Instruction:
Please copy the stretch from "As the evening" through "day before breakfast." in the meditation retreat account below, word for word.

It was February 2020 and I was doing my first long silent meditation retreat.  I was so nervous that I arrived outrageously early.  I do that when I’m nervous.  The retreat was held a few hours North of my home at an empty lodge in Bear Lake, Utah in the dead of winter.  When I got there, I was the first participant to arrive.  The air was crisp in the empty tourist town and there was snow on the ground.  I parked my car near the back of the lot and pulled out my suitcase.  I looked around at the other empty lodges sitting on the small rolling hills against the backdrop of a giant lake and clear sky.  The lodge had a maritime motif, with bookshelves and chandeliers featuring nautical related paraphernalia like wooden ships, framed photos of sailors, and metal anchors.  There was even an unused bridal suite that could be found at the top of a circular staircase leading to a space that was made to look like the top of a light house.  My voice echoed through the empty entryway and up and down the stairways as I was led to my room I would be sharing with a few other participants.

 

As the evening came, members arrived, and introductions were made.  My roommates and I talked briefly about our shared space and which bed we would each take.  Instructions were given: There would be assignments for food preparation.  The retreat leader would be giving guidance throughout the days.  If there was a need for support, there were three people, one man and two women who would be available.  Otherwise, the silence would open in the morning and remain in place until the closing day of the retreat.  I had let all my family and friends know I would not be reachable for 7 days.  We headed to bed with the plan to meet for the first sit of the day before breakfast.

Records:

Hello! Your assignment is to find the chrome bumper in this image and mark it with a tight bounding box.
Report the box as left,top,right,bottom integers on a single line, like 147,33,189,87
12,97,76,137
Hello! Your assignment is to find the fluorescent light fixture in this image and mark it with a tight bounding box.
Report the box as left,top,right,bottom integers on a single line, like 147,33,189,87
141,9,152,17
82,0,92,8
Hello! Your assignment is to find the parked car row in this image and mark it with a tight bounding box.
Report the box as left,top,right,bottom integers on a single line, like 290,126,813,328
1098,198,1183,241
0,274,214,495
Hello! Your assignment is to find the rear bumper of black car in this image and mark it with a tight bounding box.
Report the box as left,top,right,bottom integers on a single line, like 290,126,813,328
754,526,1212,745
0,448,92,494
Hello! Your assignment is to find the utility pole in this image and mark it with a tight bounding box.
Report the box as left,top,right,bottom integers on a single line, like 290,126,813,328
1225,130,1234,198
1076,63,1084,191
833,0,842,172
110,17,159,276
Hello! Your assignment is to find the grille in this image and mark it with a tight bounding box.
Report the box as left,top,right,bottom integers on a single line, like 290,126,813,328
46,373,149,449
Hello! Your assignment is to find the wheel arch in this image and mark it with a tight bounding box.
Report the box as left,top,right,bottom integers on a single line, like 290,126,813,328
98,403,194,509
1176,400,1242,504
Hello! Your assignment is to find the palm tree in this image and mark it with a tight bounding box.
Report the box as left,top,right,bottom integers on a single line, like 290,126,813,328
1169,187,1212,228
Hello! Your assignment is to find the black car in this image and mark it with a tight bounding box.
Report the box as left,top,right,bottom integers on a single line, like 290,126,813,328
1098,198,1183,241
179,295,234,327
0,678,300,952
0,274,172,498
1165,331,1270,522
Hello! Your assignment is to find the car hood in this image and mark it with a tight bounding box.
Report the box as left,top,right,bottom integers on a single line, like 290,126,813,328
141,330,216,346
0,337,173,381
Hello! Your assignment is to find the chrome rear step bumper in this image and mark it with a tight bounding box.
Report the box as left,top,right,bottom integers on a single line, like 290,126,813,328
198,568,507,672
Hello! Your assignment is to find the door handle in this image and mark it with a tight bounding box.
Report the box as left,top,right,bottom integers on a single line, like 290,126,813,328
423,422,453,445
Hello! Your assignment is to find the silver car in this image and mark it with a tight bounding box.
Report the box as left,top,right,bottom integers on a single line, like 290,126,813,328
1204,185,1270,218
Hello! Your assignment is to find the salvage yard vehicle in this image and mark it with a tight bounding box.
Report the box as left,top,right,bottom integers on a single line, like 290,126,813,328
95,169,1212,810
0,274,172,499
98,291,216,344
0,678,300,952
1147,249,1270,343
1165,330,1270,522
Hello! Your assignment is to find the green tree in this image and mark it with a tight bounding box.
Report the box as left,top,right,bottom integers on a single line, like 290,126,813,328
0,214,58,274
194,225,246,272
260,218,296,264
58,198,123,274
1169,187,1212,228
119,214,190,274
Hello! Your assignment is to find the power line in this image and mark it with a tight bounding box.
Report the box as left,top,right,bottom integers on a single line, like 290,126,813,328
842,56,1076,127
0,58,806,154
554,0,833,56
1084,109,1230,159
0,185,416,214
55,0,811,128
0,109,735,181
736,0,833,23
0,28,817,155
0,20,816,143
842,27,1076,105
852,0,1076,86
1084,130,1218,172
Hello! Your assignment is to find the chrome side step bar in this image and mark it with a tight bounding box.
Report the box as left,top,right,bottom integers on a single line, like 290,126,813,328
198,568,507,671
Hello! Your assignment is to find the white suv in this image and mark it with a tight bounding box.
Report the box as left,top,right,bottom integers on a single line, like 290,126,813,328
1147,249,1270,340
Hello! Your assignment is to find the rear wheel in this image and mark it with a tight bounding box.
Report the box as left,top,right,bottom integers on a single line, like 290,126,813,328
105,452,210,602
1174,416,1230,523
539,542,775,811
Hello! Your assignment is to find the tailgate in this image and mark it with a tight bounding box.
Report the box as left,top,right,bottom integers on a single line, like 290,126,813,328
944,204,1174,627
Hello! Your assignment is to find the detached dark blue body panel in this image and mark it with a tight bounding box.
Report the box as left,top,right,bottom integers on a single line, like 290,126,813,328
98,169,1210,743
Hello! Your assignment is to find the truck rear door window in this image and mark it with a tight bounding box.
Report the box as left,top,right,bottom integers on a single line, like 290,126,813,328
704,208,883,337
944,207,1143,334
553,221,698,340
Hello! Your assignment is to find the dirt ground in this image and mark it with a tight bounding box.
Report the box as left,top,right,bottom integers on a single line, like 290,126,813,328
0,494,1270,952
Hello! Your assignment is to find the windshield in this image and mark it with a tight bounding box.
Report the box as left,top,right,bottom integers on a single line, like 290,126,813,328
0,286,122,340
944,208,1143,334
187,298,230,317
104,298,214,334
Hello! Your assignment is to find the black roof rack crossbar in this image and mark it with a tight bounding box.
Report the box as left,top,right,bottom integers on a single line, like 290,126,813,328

Output below:
As the evening came, members arrived, and introductions were made.  My roommates and I talked briefly about our shared space and which bed we would each take.  Instructions were given: There would be assignments for food preparation.  The retreat leader would be giving guidance throughout the days.  If there was a need for support, there were three people, one man and two women who would be available.  Otherwise, the silence would open in the morning and remain in place until the closing day of the retreat.  I had let all my family and friends know I would not be reachable for 7 days.  We headed to bed with the plan to meet for the first sit of the day before breakfast.